====== Lesetext

Ilka Stitz „Jetzt gehen plötzlich neue Türen auf“
„Fremd ist man auch, wenn man von Hannover nach Köln oder von Sülz nach Widdersdorf zieht“, sagt die Krimiautorin Ilka Stitz, die seit über 30 Jahren im Kölner Westen lebt; damals, erzählt sie im Interview mit Elke in deren Wohnzimmer, gab es hier noch Hasen, „also so richtige“. Aber es war auch nicht alles besser. Wie viele andere Widdersdorfer stört sie die einseitige Berichterstattung von WDR und SZ-Magazin, schaut aber wie die meisten nach vorn: Sie denkt darüber nach, nun einen Kulturpfad und Wohnzimmer-Gespräche in Widdersdorf zu initiieren.
Nach der Berichterstattung #heimatland ist hier ja vieles in Bewegung geraten. Wie erlebst du das?
Ilka Stitz: Mir ist erst mal bewusst geworden, dass es offenbar Bedarf gibt und dass man aus dem, was es ja gibt, auch noch was machen kann. Und dass es Menschen gibt, die sich kümmern – so wie Du ja diese Initiative mit dem Offenen Brief gestartet hast. Ein für mich willkommenes, weil niederschwelliges Angebot sich selbst einzubringen. Ich konnte leicht auf Dich zugehen, was ich sonst nicht immer so mache 🙂
Welchen Bedarf meinst Du konkret?

============
====== Bereitgestelltes Material

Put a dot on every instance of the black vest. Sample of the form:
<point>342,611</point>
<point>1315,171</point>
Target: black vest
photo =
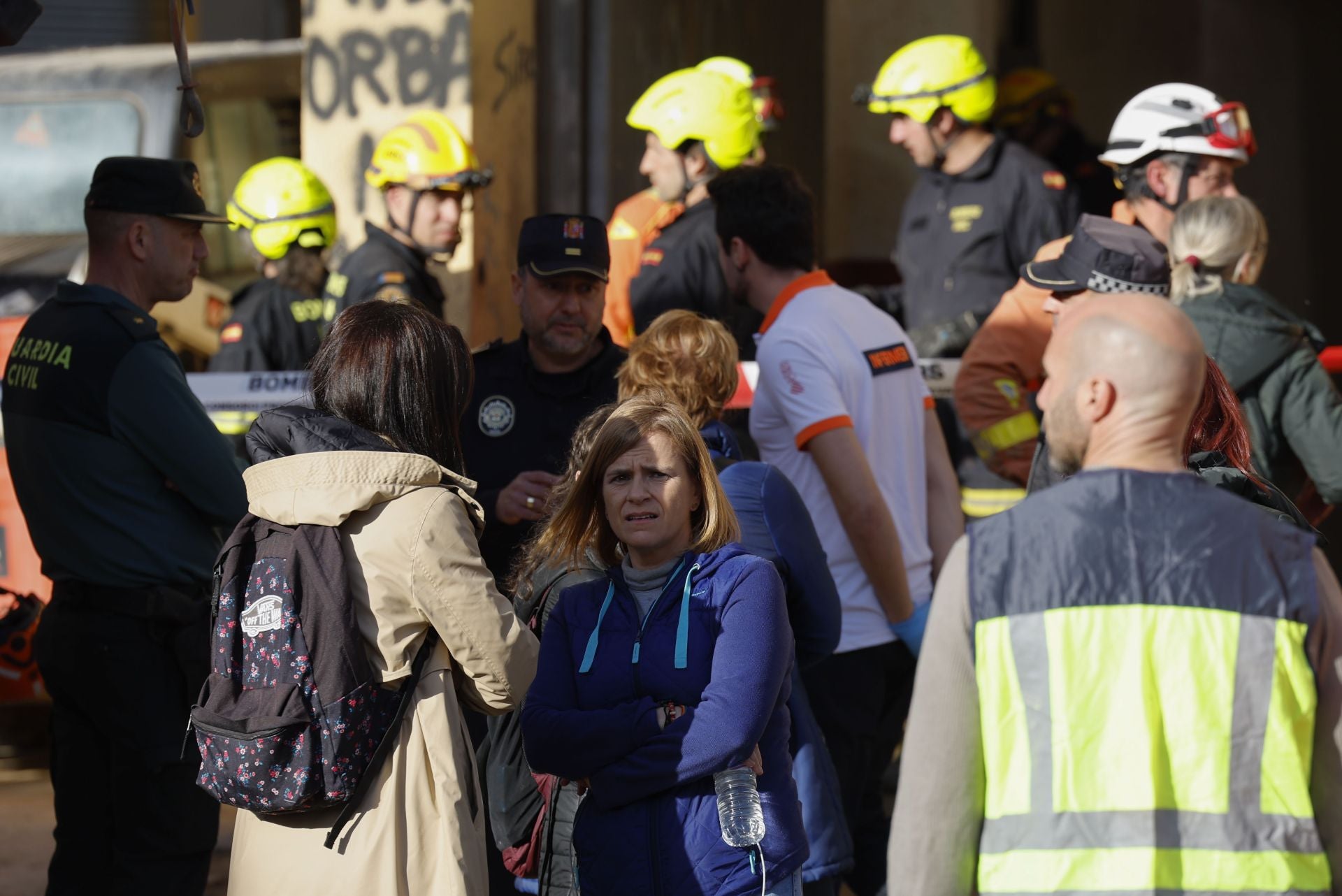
<point>61,365</point>
<point>1116,537</point>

============

● Arbeitsauftrag:
Beantworte anhand des Interviews mit Ilka Stitz diese Fragen:
(a) Seit wie vielen Jahren lebt Ilka Stitz im Kölner Westen?
(b) Wessen Berichterstattung stört sie wie viele andere Widdersdorfer?
(c) Mit welchen Worten beschreibt sie das Angebot der Initiative mit dem Offenen Brief?

● Vollständige Antwort:
(a) Sie lebt seit über 30 Jahren im Kölner Westen.
(b) Sie stört die einseitige Berichterstattung von WDR und SZ-Magazin.
(c) Sie nennt es ein willkommenes, weil niederschwelliges Angebot, sich selbst einzubringen.